With the pictures left aside, write out the entries that follow exactly.
Information provided below:
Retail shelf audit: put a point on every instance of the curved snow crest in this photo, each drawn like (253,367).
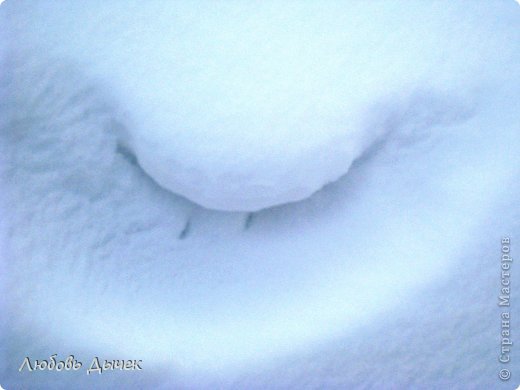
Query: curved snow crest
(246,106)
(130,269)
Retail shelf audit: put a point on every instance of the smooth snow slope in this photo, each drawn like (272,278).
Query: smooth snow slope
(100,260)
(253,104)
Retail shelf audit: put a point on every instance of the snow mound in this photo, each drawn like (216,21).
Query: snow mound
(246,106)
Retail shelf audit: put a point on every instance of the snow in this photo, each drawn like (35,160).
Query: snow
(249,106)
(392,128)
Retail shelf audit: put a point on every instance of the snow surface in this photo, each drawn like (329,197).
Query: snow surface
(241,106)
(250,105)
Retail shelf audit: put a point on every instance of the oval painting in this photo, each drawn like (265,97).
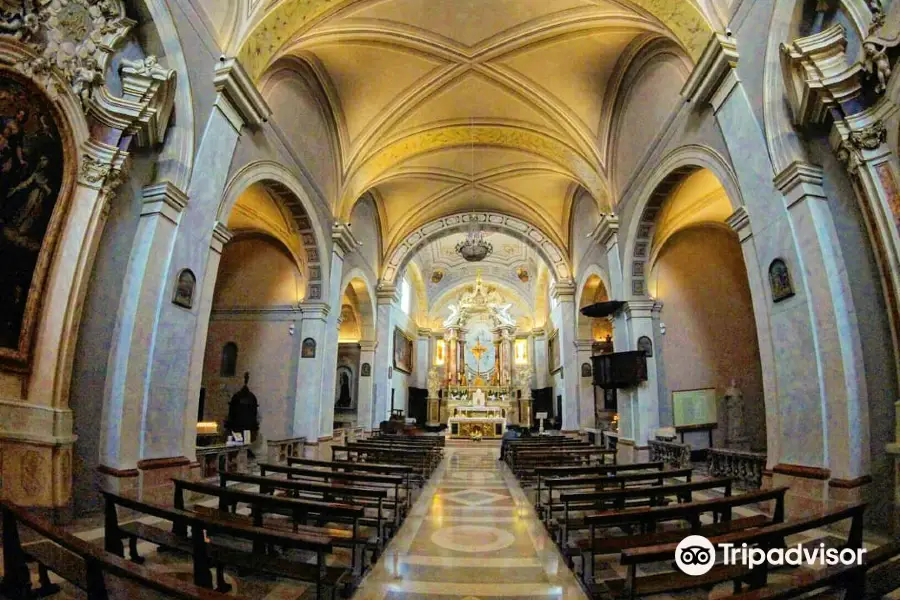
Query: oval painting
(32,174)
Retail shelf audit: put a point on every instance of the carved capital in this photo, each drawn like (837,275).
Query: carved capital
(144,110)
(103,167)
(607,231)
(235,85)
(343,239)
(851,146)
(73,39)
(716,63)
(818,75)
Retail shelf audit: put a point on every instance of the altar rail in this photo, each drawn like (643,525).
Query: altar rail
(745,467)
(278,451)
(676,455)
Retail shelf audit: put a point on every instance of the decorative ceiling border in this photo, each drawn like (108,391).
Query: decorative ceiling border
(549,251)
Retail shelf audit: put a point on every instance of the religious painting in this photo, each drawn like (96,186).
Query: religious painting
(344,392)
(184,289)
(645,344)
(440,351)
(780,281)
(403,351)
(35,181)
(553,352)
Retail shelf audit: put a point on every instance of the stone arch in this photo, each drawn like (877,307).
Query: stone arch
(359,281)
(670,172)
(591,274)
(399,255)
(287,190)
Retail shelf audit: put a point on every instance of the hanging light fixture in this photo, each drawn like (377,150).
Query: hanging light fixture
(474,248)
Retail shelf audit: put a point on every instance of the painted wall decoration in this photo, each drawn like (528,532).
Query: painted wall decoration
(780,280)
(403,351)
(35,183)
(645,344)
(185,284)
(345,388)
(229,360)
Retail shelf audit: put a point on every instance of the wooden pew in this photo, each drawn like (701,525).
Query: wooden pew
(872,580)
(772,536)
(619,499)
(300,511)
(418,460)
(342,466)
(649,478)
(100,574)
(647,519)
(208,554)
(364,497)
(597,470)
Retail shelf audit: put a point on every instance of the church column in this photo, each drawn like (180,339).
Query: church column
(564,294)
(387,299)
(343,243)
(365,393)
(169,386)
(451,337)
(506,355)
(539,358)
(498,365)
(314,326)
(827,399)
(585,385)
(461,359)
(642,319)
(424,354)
End of Information provided.
## Task answer
Retail shelf audit: put a point on every instance of the curved snow crest in this photo, each drawn like (253,367).
Query: curved snow crest
(246,106)
(130,269)
Retail shelf audit: put a point on every instance of the smooth snow slope in this photo, each drawn like (272,278).
Query: smooth snow slope
(100,260)
(253,104)
Retail shelf audit: put a point on every instance of the snow mound in this photo, each drawn like (216,21).
Query: snow mound
(246,106)
Retail shelf audit: put a point on every instance of the snow in this photo, each drawn like (35,160).
Query: snow
(249,106)
(392,128)
Retail shelf audit: put a point on every instance of the snow surface in this photo, each drawn like (329,197).
Query: snow surface
(241,106)
(250,105)
Retail shelf audit: put a point on every instance of the oval painting in this photo, each drawn like (265,97).
Query: oval painting
(32,174)
Retail shelf audit: put a point on every instance of the carved capital in this photo, each drawn like (837,275).
Query: carved capital
(144,110)
(103,167)
(607,231)
(235,85)
(343,239)
(851,146)
(73,39)
(716,63)
(818,75)
Retail shelf audit: put a point on every instance of the altar rail in this photo, each drawn like (643,525).
Query: altar rail
(745,467)
(278,451)
(676,455)
Retail shelf audit: put a point on every instance of the decorative ceiling border in this photo, each drawn like (108,391).
Query: decorative ceiling border
(549,251)
Retail shelf audit: put a point on every instance of the religious painting in this photo, each drawn like (96,186).
Query: religious painting
(344,392)
(184,289)
(645,344)
(440,351)
(780,281)
(403,351)
(35,181)
(553,352)
Retail shelf audit: put a point on every instance of the stone arch in this photo, each drawn like (877,307).
Query: stone arch
(359,281)
(670,172)
(591,274)
(399,255)
(287,190)
Retail shelf audit: put a point on every instance of the hanging light fixture in this photo, each drawn like (377,150).
Query: hanging light fixture
(474,248)
Retail shelf audit: put a point on every instance of the painted wall decoration in this photo, each drawn like (528,532).
Query: painted wall decoration
(780,280)
(403,351)
(35,183)
(645,344)
(185,284)
(345,388)
(229,360)
Retail shelf audit: put a point on every instance of the wooden pew in this photo, each drawn like (701,525).
Query: wooden pew
(872,580)
(772,536)
(619,499)
(300,511)
(418,460)
(342,466)
(649,478)
(100,574)
(647,519)
(208,554)
(364,497)
(597,470)
Retail shelf audit: put a point on every instance of the church column in this photo, each drawn like (180,339).
Query: church column
(564,294)
(387,299)
(343,243)
(365,393)
(169,386)
(451,337)
(506,355)
(539,358)
(498,365)
(314,326)
(827,399)
(585,385)
(461,359)
(642,319)
(424,354)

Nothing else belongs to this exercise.